◆ **Texto de leitura**
Já vão longe os dias em que a esquerda comia criancinhas. O ex-PT prefere agora ser consumido
por velhacos. Reage com naturalidade singular às relações plurais.
Os contatos grupais parecem proporcionar-lhe enorme prazer.
Mesmo quando praticado com
parceiros detestáveis.
Menos enrustido, mais assumido, o ex-PT faz questão de experimentar novas posições. Sobretudo
as posições ideológicas mais exóticas. Entrega-se a elas sem medo
do ridículo. E sem limites à perversão.
Entre estupefacto e extasiado, o
eleitorado de Lula faz fila para espiar através das seteiras. Mas é do
telhado de vidro que se tem o melhor ângulo. Dali, a visão do strip-tease é irrestrita. A parte da anatomia do ex-PT que se revela mais
sedutora é o calcanhar-de-aquiles, assediado por múltiplos e contraditórios interesses.
A atmosfera de volúpia assanhou a indústria da maledicência, único empreendimento a progredir em Brasília. O ex-PT teve
problemas em casa. Superou-os a
muque. Hoje, as discussões entre
petistas diminuíram muito. Na
verdade, mal se falam.
Para preservar a harmonia partidária, evitando novos problemas de relacionamento, o ex-PT
aproveita o jubileu de prata para
organizar uma enquete interna.
Algo que permita ajustar a maleabilidade dos quadris do partido à vontade coletiva de seus filiados.

◆ **Dados fornecidos**
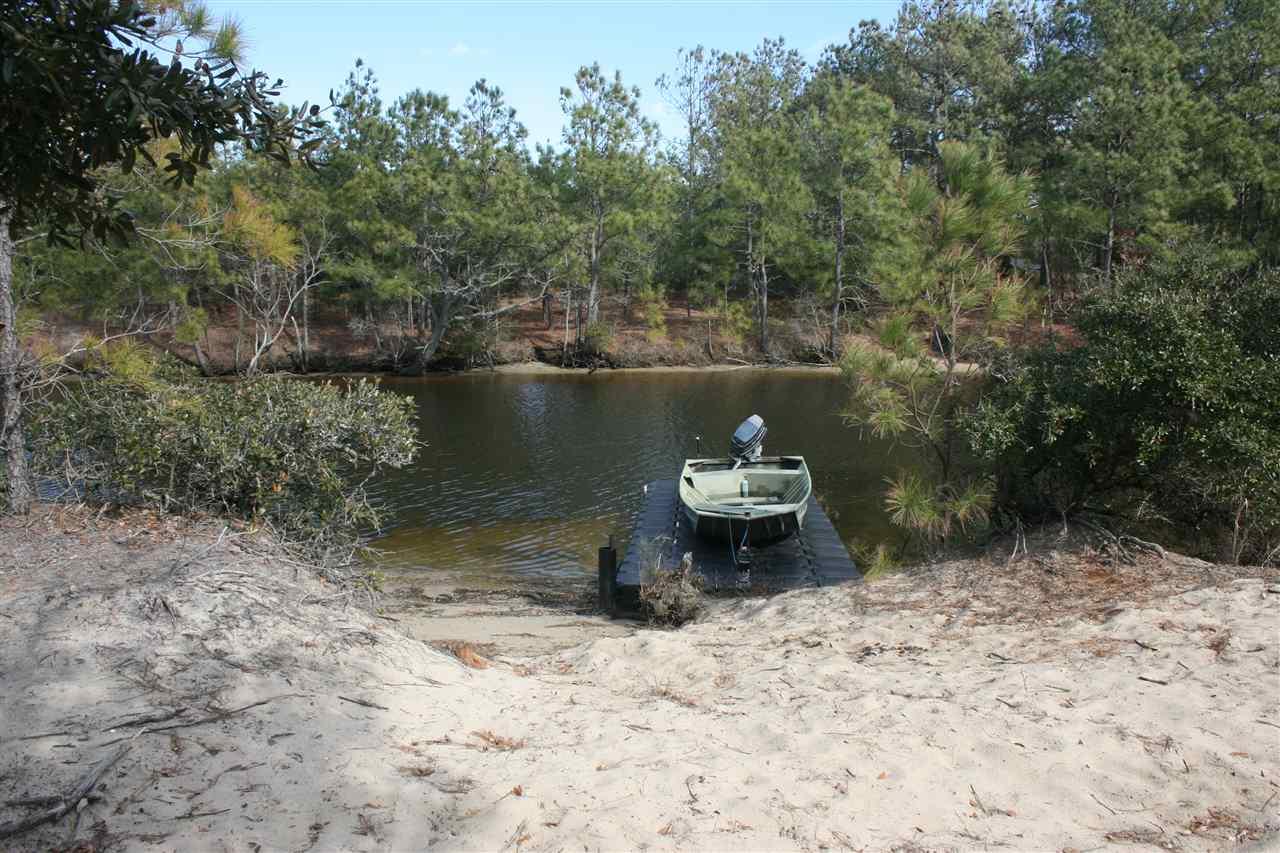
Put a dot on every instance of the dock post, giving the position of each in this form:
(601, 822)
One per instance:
(607, 568)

◆ **Instruções a seguir**
Transcreva na íntegra o texto sobre o ex-PT, sem mudar uma palavra sequer.

◆ **Resposta completa**
Já vão longe os dias em que a esquerda comia criancinhas. O ex-PT prefere agora ser consumido
por velhacos. Reage com naturalidade singular às relações plurais.
Os contatos grupais parecem proporcionar-lhe enorme prazer.
Mesmo quando praticado com
parceiros detestáveis.
Menos enrustido, mais assumido, o ex-PT faz questão de experimentar novas posições. Sobretudo
as posições ideológicas mais exóticas. Entrega-se a elas sem medo
do ridículo. E sem limites à perversão.
Entre estupefacto e extasiado, o
eleitorado de Lula faz fila para espiar através das seteiras. Mas é do
telhado de vidro que se tem o melhor ângulo. Dali, a visão do strip-tease é irrestrita. A parte da anatomia do ex-PT que se revela mais
sedutora é o calcanhar-de-aquiles, assediado por múltiplos e contraditórios interesses.
A atmosfera de volúpia assanhou a indústria da maledicência, único empreendimento a progredir em Brasília. O ex-PT teve
problemas em casa. Superou-os a
muque. Hoje, as discussões entre
petistas diminuíram muito. Na
verdade, mal se falam.
Para preservar a harmonia partidária, evitando novos problemas de relacionamento, o ex-PT
aproveita o jubileu de prata para
organizar uma enquete interna.
Algo que permita ajustar a maleabilidade dos quadris do partido à vontade coletiva de seus filiados.